=== Excerpts from a pointing dataset ===
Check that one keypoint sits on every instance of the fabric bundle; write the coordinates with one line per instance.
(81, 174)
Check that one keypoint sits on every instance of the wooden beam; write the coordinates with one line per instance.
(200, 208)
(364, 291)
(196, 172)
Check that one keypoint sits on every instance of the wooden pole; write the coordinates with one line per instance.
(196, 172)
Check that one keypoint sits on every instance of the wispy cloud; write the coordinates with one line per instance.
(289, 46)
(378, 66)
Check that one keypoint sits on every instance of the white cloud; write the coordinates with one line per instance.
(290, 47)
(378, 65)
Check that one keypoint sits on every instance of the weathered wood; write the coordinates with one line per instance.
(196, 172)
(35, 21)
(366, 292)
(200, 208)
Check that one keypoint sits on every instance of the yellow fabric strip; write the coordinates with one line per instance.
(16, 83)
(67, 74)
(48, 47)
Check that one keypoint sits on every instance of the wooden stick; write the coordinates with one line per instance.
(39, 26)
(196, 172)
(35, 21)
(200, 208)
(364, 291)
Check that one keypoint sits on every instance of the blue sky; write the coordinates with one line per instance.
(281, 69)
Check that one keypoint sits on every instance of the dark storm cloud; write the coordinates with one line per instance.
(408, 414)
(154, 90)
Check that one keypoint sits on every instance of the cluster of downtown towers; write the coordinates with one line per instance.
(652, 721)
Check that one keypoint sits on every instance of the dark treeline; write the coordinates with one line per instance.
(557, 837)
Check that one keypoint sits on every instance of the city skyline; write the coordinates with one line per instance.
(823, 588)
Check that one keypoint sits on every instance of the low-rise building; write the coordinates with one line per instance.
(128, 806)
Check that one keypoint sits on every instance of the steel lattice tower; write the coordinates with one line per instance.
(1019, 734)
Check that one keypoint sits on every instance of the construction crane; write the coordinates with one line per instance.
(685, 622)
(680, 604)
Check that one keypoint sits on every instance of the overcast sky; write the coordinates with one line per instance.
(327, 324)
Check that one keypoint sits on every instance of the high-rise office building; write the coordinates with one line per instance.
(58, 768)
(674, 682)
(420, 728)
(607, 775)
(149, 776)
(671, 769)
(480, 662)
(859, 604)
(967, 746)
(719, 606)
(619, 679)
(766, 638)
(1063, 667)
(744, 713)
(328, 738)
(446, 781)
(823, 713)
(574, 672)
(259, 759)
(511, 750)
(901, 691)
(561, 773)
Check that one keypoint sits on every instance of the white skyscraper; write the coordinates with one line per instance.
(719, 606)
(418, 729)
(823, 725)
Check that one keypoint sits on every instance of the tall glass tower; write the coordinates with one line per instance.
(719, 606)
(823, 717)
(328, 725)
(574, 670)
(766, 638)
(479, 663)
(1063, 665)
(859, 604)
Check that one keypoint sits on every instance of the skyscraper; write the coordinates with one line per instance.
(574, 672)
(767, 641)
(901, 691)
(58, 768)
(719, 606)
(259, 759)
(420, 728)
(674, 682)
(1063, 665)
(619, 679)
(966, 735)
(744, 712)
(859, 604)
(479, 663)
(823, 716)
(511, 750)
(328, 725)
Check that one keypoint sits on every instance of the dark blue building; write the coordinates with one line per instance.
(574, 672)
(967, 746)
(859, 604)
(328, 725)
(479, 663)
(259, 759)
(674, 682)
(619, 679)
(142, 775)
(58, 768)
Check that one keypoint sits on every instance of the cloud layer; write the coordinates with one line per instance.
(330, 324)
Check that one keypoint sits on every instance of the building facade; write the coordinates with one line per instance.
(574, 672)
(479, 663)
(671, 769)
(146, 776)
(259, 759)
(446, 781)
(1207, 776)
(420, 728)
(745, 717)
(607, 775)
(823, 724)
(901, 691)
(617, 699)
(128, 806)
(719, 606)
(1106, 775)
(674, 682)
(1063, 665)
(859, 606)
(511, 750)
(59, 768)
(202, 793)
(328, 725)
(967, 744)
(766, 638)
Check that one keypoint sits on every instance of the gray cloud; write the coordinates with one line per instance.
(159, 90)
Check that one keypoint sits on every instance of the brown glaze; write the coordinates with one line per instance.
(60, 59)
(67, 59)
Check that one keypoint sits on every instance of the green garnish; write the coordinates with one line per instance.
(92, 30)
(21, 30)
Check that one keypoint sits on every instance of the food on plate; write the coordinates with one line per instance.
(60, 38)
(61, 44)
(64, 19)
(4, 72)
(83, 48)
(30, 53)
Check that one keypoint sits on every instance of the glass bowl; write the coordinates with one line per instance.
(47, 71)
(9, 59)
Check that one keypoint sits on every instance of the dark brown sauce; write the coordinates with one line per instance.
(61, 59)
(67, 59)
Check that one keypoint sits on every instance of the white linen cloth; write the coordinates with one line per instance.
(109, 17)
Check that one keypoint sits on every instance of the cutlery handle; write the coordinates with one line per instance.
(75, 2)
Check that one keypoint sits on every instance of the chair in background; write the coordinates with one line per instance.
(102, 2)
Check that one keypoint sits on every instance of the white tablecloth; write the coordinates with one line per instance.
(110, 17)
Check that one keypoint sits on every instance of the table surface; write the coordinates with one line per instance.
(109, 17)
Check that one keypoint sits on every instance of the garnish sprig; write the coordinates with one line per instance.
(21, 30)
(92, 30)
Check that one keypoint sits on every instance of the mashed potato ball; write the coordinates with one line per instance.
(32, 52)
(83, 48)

=== TASK ===
Reproduce all of the entries above word for word, with nothing changed.

=== SOLUTION TO THIS TASK ===
Check that one keypoint sits on every instance of the fabric bundle; write the coordinates with one line per instance.
(81, 174)
Check that one keypoint sits on every instance of the wooden beam; write the coordinates with one line per instance.
(200, 208)
(364, 291)
(196, 172)
Check that one keypoint sits on every instance of the wooden pole; write the coordinates with one line per instance.
(196, 172)
Check that one keypoint sits on every instance of the wispy cloud; write the coordinates with one line per instance.
(289, 46)
(378, 66)
Check that one keypoint sits on every instance of the white cloud; write the coordinates with one line per instance.
(290, 47)
(378, 65)
Check that one keypoint sits on every instance of the weathered wood; write the coordinates with one line per instance.
(196, 172)
(35, 21)
(366, 292)
(200, 208)
Check that one keypoint sits on every instance of the yellow fabric strip; write the coordinates with one line per instance.
(16, 83)
(67, 74)
(48, 47)
Check that one keypoint sits on every instance of the wooden stick; write the coordinates with one line per instance.
(39, 26)
(196, 172)
(35, 21)
(200, 208)
(364, 291)
Check that one keypoint sits on every instance of the blue sky; write the coordinates with one line per instance.
(281, 69)
Check that one keypoint sits on every instance of the dark storm cloud; write the coordinates with one line per instance.
(408, 414)
(154, 90)
Check that one keypoint sits on every instance of the cluster of downtown towers; write the coordinates with one line per instance.
(652, 721)
Check that one keypoint sits on every instance of the dark treeline; write the coordinates with one line per instance.
(557, 837)
Check that one keypoint sits on every instance of the city skyline; write the coordinates with one line per instance.
(823, 588)
Check that one keypoint sits on every instance of the low-rise building; write the coordinates with one line per instance.
(128, 806)
Check that one keypoint sits on every instance of the steel lattice tower; write the coordinates with one line per instance.
(1019, 734)
Check that one keypoint sits on every instance of the construction crane; write the coordinates with one line per instance.
(685, 622)
(680, 604)
Check that one keypoint sits on every instance of the overcast sky; write the coordinates with one line per instance.
(327, 324)
Check that one keypoint sits on every instance of the high-rise office building; write the coordinates with one line per instance.
(58, 768)
(674, 682)
(420, 728)
(607, 775)
(149, 776)
(671, 769)
(480, 662)
(859, 604)
(967, 746)
(719, 606)
(619, 679)
(766, 638)
(1063, 667)
(744, 713)
(328, 738)
(446, 781)
(823, 713)
(574, 672)
(259, 759)
(511, 750)
(901, 691)
(561, 773)
Check that one keypoint sits on every instance of the white skyscraper; write the coordinates with one line per instance.
(719, 606)
(418, 729)
(823, 725)
Check that one keypoint sits on every instance of the tall glass tower; write the coordinates with one line per instance.
(719, 606)
(823, 717)
(328, 725)
(574, 670)
(766, 638)
(479, 663)
(1063, 665)
(859, 604)
Check that one keypoint sits on every instance of the skyscraper; write the coordinates with one line per instance.
(574, 672)
(767, 641)
(901, 691)
(58, 768)
(719, 606)
(259, 759)
(420, 728)
(674, 682)
(1063, 665)
(619, 679)
(966, 735)
(744, 712)
(859, 604)
(479, 663)
(823, 716)
(511, 750)
(328, 725)
Check that one keypoint sits on every instance of the dark blue building; write the coordinates with one line per instance.
(574, 672)
(967, 746)
(859, 604)
(328, 725)
(479, 663)
(259, 759)
(674, 682)
(619, 679)
(142, 775)
(58, 768)
Check that one keypoint sits on every instance of the cloud layer; write the coordinates with one line per instance.
(330, 324)
Check that one keypoint sits on every instance of the building facade; write the coordinates with one line per instance.
(574, 672)
(479, 663)
(671, 769)
(146, 776)
(259, 759)
(446, 781)
(1207, 776)
(420, 728)
(745, 717)
(607, 775)
(823, 724)
(901, 691)
(617, 699)
(128, 806)
(719, 606)
(1106, 775)
(674, 682)
(1063, 665)
(859, 606)
(511, 750)
(59, 768)
(202, 793)
(328, 725)
(967, 744)
(766, 638)
Check that one keypoint sits on every instance of the gray cloud; write the coordinates with one line per instance.
(159, 90)
Check that one keypoint sits on every instance of the brown glaze; write the coordinates with one line per instance.
(60, 59)
(67, 59)
Check that one keypoint sits on every instance of the green garnish; write the coordinates with one line per instance.
(92, 30)
(21, 30)
Check that one keypoint sits on every instance of the food on plate; write the coordinates with one line per instance.
(60, 38)
(61, 44)
(64, 19)
(4, 72)
(83, 48)
(30, 53)
Check that one keypoint sits on every instance of the glass bowl; write the coordinates with one line per instance.
(47, 71)
(9, 59)
Check that one keypoint sits on every instance of the dark brown sauce; write the coordinates with one line per instance.
(61, 59)
(67, 59)
Check that one keypoint sits on every instance of the white linen cloth; write the coordinates with one line per instance.
(109, 17)
Check that one keypoint sits on every instance of the cutlery handle; write the coordinates with one line per instance.
(75, 2)
Check that one keypoint sits on every instance of the chair in background; write the coordinates with one line per instance.
(102, 2)
Check that one keypoint sits on every instance of the white tablecloth; write the coordinates with one line per instance.
(110, 17)
Check that one keypoint sits on every instance of the table surface; write the coordinates with one line per instance.
(109, 17)
Check that one keypoint sits on every instance of the garnish sprig; write the coordinates with one line per instance.
(21, 30)
(92, 30)
Check that one keypoint sits on every instance of the mashed potato ball; write the coordinates with one line per instance.
(32, 52)
(83, 48)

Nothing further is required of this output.